# Document passage:
++++++++++

Black holes are a bit like celebrities — the larger they are, the more activity they have swirling about them. It came as some surprise then, when astronomers spied a supermassive black hole in a relatively quiet neighborhood of the universe. The gravity gobbler has the weight of 18 billion of our suns and is found in a giant elliptical galaxy that should have a much more impressive bulge of stars near its center for a black hole of that size.
"The newly discovered supersized black hole resides in the center of a massive elliptical galaxy, NGC 1600, located in a cosmic backwater, a small grouping of 20 or so galaxies," said astronomer Chung-Pei Ma, head of the MASSIVE Survey, a study of the most massive galaxies and supermassive black holes in the local universe.
Another way to think of the discovery is that it would be common to find a skyscraper (the black hole) in a city like New York (the surrounding galaxies), but less so in the middle of a small town.
Ma says that there are plenty more galaxy clusters that are equally as uncrowded as NGC 1600, so it may be possible that this black hole is just the first of many such discoveries that would have astronomers rethinking the black-hole-to-surrounding-stellar-material ratio. "Maybe there are more monster black holes out there that don't live in a skyscraper in Manhattan, but in a tall building somewhere in the Midwestern plains" Ma says.
Prior to discovering this black hole, astronomers had developed a correlation between the bulge of stars at the center of a galaxy and their accompanying black holes. As the black hole increased in size, went the thinking, so did the disc of stars. In the case of NGC 1600 though, the black hole is 10 times bigger than this correlation would indicate.
One theory about why this black hole seemingly breaks the rules is that it once started out as two black holes. As those two voids collapsed into each other, they became extraordinarily powerful and began devouring all of the gas created from continued galactic collisions. That would leave very little material in the proximity of the black hole, which would mean its central star bulge would be minimal.
"Now, the black hole is a sleeping giant," Ma says. "The only way we found it was by measuring the velocities of stars near it, which are strongly influenced by the gravity of the black hole. The velocity measurements give us an estimate of the black hole's mass."
Those measurements were obtained using the Gemini telescope in Hawaii along with the Hubble Space Telescope. The findings of the team have been reported in the April 6 issue of the journal Nature.

++++++++++

# Questions:
1. Write out, word for word, the passage of the article on the NGC 1600 black hole that opens with the words containing "Prior to discovering" and closes with "correlation would indicate.".
2. Name every place on Earth that the article on the NGC 1600 black hole mentions.

# Excerpted data:

++++++++++

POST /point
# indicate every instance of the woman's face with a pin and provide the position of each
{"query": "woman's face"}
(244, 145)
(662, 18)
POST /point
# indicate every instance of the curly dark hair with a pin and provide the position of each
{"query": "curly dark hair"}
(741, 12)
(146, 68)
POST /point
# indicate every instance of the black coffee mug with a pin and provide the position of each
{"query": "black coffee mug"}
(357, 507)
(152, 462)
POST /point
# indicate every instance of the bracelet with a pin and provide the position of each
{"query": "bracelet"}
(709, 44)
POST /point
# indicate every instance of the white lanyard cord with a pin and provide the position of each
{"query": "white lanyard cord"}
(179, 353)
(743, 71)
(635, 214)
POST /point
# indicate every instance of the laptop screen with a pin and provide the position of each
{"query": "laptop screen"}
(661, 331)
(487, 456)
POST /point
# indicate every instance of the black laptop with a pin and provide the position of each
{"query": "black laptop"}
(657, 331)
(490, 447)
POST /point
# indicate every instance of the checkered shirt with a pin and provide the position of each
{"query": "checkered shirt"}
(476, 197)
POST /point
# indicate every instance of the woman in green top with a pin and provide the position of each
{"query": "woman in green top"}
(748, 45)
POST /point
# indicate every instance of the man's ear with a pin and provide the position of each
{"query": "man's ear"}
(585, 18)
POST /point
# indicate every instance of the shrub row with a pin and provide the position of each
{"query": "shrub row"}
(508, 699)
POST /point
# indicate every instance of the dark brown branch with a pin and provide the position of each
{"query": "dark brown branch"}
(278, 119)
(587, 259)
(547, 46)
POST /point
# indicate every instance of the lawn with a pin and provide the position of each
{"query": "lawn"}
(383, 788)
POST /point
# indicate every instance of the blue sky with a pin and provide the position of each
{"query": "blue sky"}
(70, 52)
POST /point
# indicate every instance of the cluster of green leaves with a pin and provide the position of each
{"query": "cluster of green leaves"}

++++++++++

# Task responses:
1.
Prior to discovering this black hole, astronomers had developed a correlation between the bulge of stars at the center of a galaxy and their accompanying black holes. As the black hole increased in size, went the thinking, so did the disc of stars. In the case of NGC 1600 though, the black hole is 10 times bigger than this correlation would indicate.

2.
New York
Manhattan
the Midwestern plains
Hawaii